Reproduce only the lines from the line containing "the black metal" to the end of the entries below, including both of those lines.

> Records of labeled points:
****************************************
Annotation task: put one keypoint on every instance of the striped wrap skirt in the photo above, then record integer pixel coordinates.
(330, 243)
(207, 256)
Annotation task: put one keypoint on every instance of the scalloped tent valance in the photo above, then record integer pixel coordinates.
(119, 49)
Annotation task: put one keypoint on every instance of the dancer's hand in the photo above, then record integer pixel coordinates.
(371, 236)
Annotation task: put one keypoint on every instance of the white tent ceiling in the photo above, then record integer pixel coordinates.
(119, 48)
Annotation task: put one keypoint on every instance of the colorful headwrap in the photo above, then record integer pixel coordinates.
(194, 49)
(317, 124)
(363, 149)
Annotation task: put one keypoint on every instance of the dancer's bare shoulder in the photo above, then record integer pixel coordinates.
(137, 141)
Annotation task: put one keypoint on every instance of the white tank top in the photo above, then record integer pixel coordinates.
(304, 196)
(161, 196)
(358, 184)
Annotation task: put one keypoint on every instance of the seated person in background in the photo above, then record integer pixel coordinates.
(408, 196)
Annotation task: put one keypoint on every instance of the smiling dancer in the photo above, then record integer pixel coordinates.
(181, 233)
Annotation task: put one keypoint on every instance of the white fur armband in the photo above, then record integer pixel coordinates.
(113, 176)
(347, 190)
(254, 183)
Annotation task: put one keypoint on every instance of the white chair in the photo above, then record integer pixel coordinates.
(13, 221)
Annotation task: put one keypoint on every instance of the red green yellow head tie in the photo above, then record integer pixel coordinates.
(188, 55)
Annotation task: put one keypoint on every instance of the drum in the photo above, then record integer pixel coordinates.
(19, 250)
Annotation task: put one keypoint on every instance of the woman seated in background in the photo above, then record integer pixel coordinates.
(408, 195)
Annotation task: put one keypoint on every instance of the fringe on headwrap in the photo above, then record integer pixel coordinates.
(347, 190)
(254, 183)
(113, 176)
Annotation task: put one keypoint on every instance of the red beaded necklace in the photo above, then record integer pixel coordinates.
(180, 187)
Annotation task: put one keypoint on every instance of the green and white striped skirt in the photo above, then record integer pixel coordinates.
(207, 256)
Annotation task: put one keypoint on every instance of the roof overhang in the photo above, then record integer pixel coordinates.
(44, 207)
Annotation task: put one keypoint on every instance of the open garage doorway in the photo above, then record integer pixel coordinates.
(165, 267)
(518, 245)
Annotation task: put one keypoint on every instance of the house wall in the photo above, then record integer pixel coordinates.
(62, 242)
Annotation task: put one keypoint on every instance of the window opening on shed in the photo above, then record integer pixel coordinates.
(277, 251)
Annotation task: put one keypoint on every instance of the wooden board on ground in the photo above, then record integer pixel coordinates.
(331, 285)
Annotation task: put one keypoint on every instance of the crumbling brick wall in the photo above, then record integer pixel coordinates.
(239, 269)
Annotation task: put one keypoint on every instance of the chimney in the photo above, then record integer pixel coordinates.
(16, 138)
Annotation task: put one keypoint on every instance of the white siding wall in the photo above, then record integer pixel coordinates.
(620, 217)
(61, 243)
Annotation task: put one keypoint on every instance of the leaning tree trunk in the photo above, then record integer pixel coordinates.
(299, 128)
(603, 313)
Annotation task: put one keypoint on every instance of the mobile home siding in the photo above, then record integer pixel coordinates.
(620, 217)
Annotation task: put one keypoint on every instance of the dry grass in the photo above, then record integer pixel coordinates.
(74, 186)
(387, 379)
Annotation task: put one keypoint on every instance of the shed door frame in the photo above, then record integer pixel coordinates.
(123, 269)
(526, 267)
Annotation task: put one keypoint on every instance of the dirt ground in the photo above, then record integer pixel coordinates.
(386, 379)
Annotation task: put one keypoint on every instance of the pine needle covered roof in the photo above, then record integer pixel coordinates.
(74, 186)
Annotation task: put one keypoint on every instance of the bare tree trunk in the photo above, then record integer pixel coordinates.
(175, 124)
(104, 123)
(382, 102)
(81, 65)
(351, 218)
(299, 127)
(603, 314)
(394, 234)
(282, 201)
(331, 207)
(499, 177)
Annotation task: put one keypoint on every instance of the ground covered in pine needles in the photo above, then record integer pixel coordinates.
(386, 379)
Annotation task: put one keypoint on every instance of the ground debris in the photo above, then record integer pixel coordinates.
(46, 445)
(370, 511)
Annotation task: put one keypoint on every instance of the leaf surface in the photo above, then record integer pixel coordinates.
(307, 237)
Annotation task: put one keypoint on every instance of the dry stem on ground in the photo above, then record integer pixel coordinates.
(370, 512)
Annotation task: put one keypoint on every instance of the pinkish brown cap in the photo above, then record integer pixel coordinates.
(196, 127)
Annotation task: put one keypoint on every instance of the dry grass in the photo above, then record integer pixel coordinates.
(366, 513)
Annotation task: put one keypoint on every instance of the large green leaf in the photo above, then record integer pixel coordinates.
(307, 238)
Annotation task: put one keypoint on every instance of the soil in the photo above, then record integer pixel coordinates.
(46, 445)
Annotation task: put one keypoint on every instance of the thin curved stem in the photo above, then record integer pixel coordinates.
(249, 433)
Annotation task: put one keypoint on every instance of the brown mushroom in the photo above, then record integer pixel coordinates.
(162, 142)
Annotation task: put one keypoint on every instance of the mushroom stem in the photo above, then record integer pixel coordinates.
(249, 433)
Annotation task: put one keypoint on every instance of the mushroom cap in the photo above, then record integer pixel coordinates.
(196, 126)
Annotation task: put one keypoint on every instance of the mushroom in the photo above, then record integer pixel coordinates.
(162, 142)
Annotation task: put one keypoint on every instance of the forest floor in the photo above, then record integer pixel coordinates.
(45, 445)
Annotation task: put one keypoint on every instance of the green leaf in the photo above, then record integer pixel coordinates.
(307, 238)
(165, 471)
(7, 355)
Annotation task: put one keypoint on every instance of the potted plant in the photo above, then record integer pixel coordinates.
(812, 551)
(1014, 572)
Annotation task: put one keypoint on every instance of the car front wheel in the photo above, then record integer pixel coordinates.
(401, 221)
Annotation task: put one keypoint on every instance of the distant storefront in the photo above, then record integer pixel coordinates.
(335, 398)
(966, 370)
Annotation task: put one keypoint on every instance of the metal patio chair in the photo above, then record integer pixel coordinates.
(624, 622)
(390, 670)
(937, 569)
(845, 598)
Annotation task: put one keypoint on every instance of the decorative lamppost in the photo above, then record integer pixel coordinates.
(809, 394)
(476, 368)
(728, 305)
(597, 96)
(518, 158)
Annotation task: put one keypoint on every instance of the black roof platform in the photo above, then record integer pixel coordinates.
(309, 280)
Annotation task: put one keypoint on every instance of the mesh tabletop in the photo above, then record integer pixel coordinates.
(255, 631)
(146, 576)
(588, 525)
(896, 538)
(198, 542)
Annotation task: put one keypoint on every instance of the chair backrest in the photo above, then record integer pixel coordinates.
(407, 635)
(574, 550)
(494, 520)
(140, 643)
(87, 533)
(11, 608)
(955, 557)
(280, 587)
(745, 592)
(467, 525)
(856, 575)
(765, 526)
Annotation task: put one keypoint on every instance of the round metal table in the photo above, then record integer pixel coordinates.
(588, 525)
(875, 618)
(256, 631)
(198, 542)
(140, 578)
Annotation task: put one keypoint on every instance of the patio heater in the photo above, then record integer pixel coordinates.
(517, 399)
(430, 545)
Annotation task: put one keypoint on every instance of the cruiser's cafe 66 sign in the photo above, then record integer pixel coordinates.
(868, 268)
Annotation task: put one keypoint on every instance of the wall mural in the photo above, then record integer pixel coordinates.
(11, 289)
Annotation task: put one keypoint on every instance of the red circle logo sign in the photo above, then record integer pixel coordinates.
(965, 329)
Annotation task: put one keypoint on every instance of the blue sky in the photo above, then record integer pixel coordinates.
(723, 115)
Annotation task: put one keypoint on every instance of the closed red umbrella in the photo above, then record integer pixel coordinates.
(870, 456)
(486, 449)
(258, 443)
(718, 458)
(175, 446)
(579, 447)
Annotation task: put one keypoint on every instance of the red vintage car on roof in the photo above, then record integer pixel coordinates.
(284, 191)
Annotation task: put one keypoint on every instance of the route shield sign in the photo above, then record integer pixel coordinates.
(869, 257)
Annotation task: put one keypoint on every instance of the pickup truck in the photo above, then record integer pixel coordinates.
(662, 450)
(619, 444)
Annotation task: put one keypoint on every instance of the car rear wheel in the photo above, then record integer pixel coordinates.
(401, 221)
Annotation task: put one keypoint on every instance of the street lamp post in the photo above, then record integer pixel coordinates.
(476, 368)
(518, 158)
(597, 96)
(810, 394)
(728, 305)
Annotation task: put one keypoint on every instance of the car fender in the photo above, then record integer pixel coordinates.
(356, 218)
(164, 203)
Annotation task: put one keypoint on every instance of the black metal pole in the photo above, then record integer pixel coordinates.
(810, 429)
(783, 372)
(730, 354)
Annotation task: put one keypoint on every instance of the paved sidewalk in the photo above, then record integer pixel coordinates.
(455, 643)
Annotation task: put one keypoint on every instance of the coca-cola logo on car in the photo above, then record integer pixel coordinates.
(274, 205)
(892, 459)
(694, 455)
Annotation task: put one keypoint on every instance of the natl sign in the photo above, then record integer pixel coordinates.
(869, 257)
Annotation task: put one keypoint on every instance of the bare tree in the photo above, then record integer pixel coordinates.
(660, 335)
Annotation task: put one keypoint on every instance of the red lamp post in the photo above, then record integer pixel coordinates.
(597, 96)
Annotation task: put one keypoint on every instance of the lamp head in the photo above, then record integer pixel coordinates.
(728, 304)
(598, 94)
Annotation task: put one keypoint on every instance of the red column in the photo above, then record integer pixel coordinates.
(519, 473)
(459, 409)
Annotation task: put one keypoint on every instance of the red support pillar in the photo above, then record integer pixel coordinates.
****************************************
> Correct result:
Annotation task: put one keypoint on every instance of the black metal pole in the photo above, then record integer pixel coordinates.
(810, 429)
(783, 372)
(730, 354)
Annotation task: put one keypoint on every instance of the paved sidewalk in the photo above, then record integer pixel coordinates.
(455, 643)
Annotation task: put one keypoint on every instance of the coca-cola logo on car in the photo above, then record integer pixel coordinates.
(274, 205)
(892, 459)
(694, 455)
Annotation task: put one keypoint on every instance of the natl sign in the photo above, then record integer pixel coordinates.
(869, 257)
Annotation task: put one keypoint on every instance of the bare tree in the photo above, then record integer pixel coordinates.
(660, 335)
Annotation task: put one keypoint on every instance of the red lamp post in the photo above, then record integer pixel coordinates.
(597, 96)
Annotation task: put one keypoint on every instance of the lamp head in the photo above, then record integer pixel coordinates.
(728, 304)
(598, 94)
Annotation task: put one keypoint on every instance of the red column in the photo above, then record integer pixel coordinates.
(519, 473)
(459, 409)
Annotation task: put one keypoint on every instance of the red support pillar in the photo above, then record integer pixel coordinates.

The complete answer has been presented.